◆ Brief: Pull every line that holds the word "stem" from the entries.

◆ Stored data entries:
-- -- --

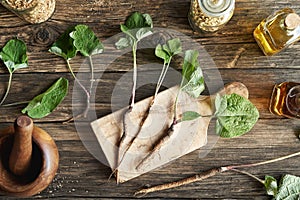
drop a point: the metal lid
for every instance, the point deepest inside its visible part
(216, 8)
(292, 21)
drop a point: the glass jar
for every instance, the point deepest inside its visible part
(210, 15)
(33, 11)
(278, 31)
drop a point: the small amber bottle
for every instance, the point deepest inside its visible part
(285, 100)
(278, 31)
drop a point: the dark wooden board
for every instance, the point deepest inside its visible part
(235, 54)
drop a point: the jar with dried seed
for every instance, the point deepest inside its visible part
(210, 15)
(33, 11)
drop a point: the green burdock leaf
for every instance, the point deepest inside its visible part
(271, 185)
(138, 20)
(166, 51)
(14, 55)
(190, 115)
(193, 82)
(235, 117)
(289, 188)
(220, 104)
(64, 46)
(85, 41)
(43, 104)
(123, 43)
(137, 26)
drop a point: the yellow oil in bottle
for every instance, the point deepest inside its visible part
(278, 31)
(285, 100)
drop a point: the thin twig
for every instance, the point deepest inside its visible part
(192, 179)
(210, 173)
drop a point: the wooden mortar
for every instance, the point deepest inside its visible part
(28, 159)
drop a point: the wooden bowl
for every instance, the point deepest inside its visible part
(44, 164)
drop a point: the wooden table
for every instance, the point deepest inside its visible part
(235, 53)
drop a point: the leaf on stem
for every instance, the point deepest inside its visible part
(190, 115)
(220, 104)
(236, 115)
(63, 46)
(14, 55)
(43, 104)
(289, 188)
(271, 185)
(193, 80)
(137, 26)
(85, 41)
(166, 51)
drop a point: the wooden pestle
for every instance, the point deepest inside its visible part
(20, 156)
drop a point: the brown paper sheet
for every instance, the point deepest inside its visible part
(188, 136)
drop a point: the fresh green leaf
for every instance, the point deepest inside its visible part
(220, 104)
(289, 188)
(43, 104)
(64, 46)
(271, 185)
(138, 20)
(85, 41)
(190, 115)
(123, 43)
(137, 26)
(14, 55)
(171, 48)
(161, 53)
(193, 80)
(239, 115)
(142, 33)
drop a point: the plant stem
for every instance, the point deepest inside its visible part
(92, 73)
(8, 88)
(87, 93)
(162, 76)
(70, 69)
(212, 172)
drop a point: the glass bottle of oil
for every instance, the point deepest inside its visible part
(285, 100)
(278, 31)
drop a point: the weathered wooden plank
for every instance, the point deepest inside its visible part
(72, 181)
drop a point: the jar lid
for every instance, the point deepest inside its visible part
(216, 8)
(292, 21)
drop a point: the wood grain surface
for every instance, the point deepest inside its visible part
(236, 55)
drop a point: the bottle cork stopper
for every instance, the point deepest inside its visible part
(292, 20)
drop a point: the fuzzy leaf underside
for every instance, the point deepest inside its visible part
(289, 188)
(239, 116)
(43, 104)
(271, 185)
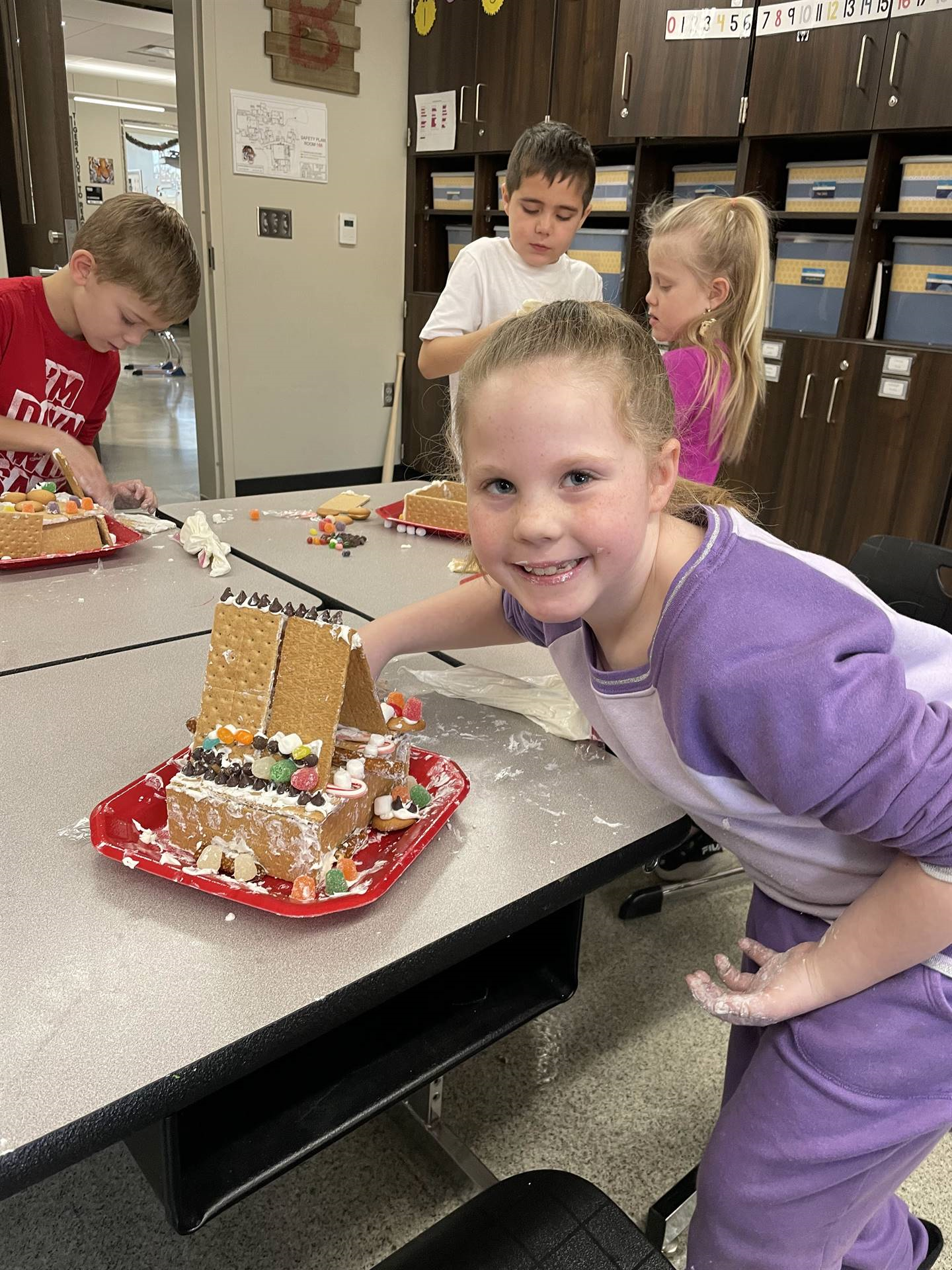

-- -- --

◆ Answer section:
drop a point: the leaf on stem
drop a point: the plant stem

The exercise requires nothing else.